■ SHORT PROBLEM ■
Print, exactly and completely, every entry in the data.

■ EXERCISE MATERIAL ■

▶

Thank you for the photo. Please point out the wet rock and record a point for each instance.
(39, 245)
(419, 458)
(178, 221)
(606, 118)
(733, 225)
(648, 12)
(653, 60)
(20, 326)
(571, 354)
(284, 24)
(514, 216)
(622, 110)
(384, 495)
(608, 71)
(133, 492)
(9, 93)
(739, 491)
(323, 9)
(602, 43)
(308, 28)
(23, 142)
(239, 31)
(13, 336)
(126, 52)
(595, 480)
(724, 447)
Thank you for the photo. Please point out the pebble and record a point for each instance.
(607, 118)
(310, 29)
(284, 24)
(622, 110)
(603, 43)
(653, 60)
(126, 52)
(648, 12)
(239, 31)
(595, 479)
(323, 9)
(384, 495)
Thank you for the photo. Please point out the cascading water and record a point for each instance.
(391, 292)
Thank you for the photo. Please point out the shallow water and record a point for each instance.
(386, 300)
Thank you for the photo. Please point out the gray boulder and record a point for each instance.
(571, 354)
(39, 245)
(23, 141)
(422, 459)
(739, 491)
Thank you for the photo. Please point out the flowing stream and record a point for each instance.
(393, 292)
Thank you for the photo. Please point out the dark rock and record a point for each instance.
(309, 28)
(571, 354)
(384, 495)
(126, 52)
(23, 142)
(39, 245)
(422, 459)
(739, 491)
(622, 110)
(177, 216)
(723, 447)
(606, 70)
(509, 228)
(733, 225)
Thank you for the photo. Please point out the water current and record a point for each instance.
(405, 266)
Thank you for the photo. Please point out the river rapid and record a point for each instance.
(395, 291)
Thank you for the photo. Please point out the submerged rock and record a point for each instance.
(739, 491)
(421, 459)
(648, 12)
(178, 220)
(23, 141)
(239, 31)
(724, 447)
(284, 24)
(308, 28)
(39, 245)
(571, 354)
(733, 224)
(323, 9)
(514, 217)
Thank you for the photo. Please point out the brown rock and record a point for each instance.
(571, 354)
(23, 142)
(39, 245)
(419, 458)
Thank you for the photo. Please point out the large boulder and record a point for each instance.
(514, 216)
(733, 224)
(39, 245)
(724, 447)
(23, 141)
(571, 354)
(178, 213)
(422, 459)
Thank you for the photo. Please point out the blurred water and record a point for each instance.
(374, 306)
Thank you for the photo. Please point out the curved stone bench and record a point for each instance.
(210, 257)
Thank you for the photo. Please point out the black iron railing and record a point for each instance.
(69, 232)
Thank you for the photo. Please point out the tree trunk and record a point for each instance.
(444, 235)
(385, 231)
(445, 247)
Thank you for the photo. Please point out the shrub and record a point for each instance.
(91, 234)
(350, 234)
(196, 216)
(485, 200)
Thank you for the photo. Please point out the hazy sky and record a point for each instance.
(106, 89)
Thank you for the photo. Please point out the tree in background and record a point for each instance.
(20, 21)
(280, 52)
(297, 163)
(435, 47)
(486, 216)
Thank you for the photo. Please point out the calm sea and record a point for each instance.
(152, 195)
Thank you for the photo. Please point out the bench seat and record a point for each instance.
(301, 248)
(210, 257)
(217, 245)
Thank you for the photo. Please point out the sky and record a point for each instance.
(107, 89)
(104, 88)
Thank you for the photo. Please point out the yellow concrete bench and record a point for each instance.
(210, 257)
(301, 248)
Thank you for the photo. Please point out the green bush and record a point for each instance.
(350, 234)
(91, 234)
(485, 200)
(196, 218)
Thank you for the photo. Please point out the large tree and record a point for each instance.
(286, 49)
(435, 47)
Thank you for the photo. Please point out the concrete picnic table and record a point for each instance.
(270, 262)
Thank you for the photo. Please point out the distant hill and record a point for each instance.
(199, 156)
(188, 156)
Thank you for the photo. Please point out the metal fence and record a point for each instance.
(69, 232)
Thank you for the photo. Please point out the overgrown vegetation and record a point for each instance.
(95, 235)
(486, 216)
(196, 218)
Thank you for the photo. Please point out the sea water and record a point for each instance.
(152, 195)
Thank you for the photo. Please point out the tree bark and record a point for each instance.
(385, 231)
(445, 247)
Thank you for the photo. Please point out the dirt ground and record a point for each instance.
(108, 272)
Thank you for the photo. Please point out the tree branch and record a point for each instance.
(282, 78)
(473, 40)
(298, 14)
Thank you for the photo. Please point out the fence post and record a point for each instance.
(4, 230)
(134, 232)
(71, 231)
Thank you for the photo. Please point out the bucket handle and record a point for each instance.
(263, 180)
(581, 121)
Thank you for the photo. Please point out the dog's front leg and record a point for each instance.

◀

■ OUTPUT OF THE EXERCISE ■
Thank you for the photo. Please point out the wet rock and record a point for each instance.
(39, 245)
(419, 458)
(178, 221)
(606, 118)
(733, 225)
(648, 12)
(653, 60)
(20, 326)
(571, 354)
(284, 24)
(514, 216)
(622, 110)
(384, 495)
(608, 71)
(133, 492)
(9, 93)
(739, 491)
(323, 9)
(602, 43)
(308, 28)
(23, 142)
(239, 31)
(13, 336)
(126, 52)
(595, 480)
(724, 447)
Thank you for the photo. Please point out the pebble and record a point for each instance.
(607, 118)
(310, 29)
(284, 24)
(622, 110)
(603, 43)
(653, 60)
(126, 52)
(648, 12)
(239, 31)
(595, 479)
(323, 9)
(384, 495)
Thank you for the photo. Please point out the cascading water and record a point for each instance.
(391, 292)
Thank you for the photo. Please point out the shallow water and record a point for each instance.
(386, 300)
Thank you for the photo. Please point out the gray boulder and record a point for each instance.
(571, 354)
(39, 245)
(23, 141)
(422, 459)
(739, 491)
Thank you for the photo. Please point out the flowing stream and record a point for each instance.
(393, 292)
Thank you for the photo. Please point out the dark rock and record a point for each instance.
(309, 28)
(571, 354)
(384, 495)
(126, 52)
(23, 142)
(39, 245)
(422, 459)
(739, 491)
(622, 110)
(177, 216)
(723, 447)
(606, 70)
(509, 228)
(733, 225)
Thank you for the photo. Please point out the water current and record a point for each instance.
(405, 266)
Thank you for the photo. Please point out the river rapid and record a point for each instance.
(395, 291)
Thank you for the photo. Please point out the submerged rock and record a point for each instance.
(739, 491)
(421, 459)
(648, 12)
(178, 220)
(23, 141)
(239, 31)
(724, 447)
(284, 24)
(308, 28)
(39, 245)
(571, 354)
(733, 224)
(323, 9)
(514, 217)
Thank you for the photo. Please point out the brown rock and record a point for each instance.
(571, 354)
(23, 142)
(39, 245)
(419, 458)
Thank you for the photo. Please point out the large boulder and record a point for each instance.
(514, 216)
(733, 224)
(39, 245)
(724, 447)
(23, 141)
(571, 354)
(178, 213)
(422, 459)
Thank you for the photo. Please point out the blurred water and record a point for each instance.
(374, 306)
Thank you for the photo. Please point out the curved stone bench and record a point for each instance.
(210, 257)
Thank you for the photo. Please point out the black iron railing and record a point for each instance.
(69, 232)
Thank you for the photo. Please point out the tree trunk and record a point for each instance.
(444, 235)
(385, 231)
(445, 247)
Thank you for the photo. Please point out the shrub and record a point for each instance.
(91, 234)
(350, 234)
(196, 216)
(485, 200)
Thank you for the photo. Please point out the hazy sky and record a point for each instance.
(106, 89)
Thank you for the photo. Please point out the tree in background and record a point for each instance.
(20, 21)
(280, 52)
(297, 163)
(435, 47)
(486, 216)
Thank you for the photo. Please point out the calm sea and record a point for each instance.
(152, 195)
Thank you for the photo. Please point out the bench seat and record a point for each instance.
(301, 248)
(210, 257)
(217, 245)
Thank you for the photo. Please point out the sky and record a point for each instance.
(107, 89)
(104, 88)
Thank you for the photo. Please point out the yellow concrete bench and record a point for each instance.
(210, 257)
(301, 248)
Thank you for the photo. Please point out the green bush and record a point for each instance.
(350, 234)
(91, 234)
(485, 200)
(196, 218)
Thank you for the photo. Please point out the large tree and record a point for each instance.
(286, 49)
(435, 47)
Thank you for the photo. Please point out the concrete picnic table and record a point for each instance.
(270, 262)
Thank you for the photo. Please point out the distant hill and record a point for each instance.
(199, 156)
(188, 156)
Thank you for the photo. Please point out the metal fence and record a point for each instance.
(69, 232)
Thank you for the photo. Please point out the overgrown vegetation and record a point for each instance.
(95, 235)
(486, 216)
(196, 218)
Thank you for the photo. Please point out the sea water and record a point for each instance.
(152, 195)
Thank you for the photo. Please point out the tree bark and record a point for each instance.
(385, 231)
(445, 247)
Thank you for the photo. Please point out the dirt ground and record a point for each instance.
(108, 272)
Thank you for the photo. Please point out the tree branch and record a point for each instance.
(282, 78)
(473, 40)
(298, 14)
Thank you for the photo. Please point out the fence post and record a point for each instance.
(4, 230)
(134, 232)
(71, 231)
Thank you for the photo. Please point out the bucket handle and record a point for each instance.
(263, 180)
(581, 121)
Thank you for the photo. Please point out the dog's front leg and record a point for each instance.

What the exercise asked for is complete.